[Collected data entries]

☆ ☆ ☆

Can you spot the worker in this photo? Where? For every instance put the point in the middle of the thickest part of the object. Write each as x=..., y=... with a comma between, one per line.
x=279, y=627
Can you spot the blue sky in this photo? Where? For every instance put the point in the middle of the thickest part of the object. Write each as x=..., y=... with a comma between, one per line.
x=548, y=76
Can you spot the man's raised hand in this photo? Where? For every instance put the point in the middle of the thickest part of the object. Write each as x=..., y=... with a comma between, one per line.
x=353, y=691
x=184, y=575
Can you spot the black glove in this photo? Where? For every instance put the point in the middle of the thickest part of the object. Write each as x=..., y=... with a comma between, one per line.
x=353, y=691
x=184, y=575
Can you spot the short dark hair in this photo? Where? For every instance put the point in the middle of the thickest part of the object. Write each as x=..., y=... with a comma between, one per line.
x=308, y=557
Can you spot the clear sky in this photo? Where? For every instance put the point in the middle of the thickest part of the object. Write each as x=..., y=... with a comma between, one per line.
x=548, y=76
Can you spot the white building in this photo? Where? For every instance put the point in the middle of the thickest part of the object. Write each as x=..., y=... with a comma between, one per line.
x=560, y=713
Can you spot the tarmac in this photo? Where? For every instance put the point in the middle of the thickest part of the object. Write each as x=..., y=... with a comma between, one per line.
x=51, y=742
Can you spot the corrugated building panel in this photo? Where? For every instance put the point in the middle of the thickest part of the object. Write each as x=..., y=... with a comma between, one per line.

☆ ☆ ☆

### Task requirements:
The answer must be exactly the lines from the one containing "Can you spot the white" through the final line of the data, both ends included, and nothing else.

### Answer box:
Can you spot the white building in this photo? Where? For every instance put the point in the middle of the thickest part of the object. Write each as x=..., y=... with a comma between, one per line.
x=560, y=713
Can you spot the tarmac in this photo? Where? For every instance put the point in the middle of the thickest part of the object. Write each as x=..., y=... with a comma between, one per line.
x=51, y=742
Can you spot the corrugated building panel in this photo? Where? For every instance put the point in the middle of the thickest part of the object. Write each as x=..., y=... with a comma between, one per line.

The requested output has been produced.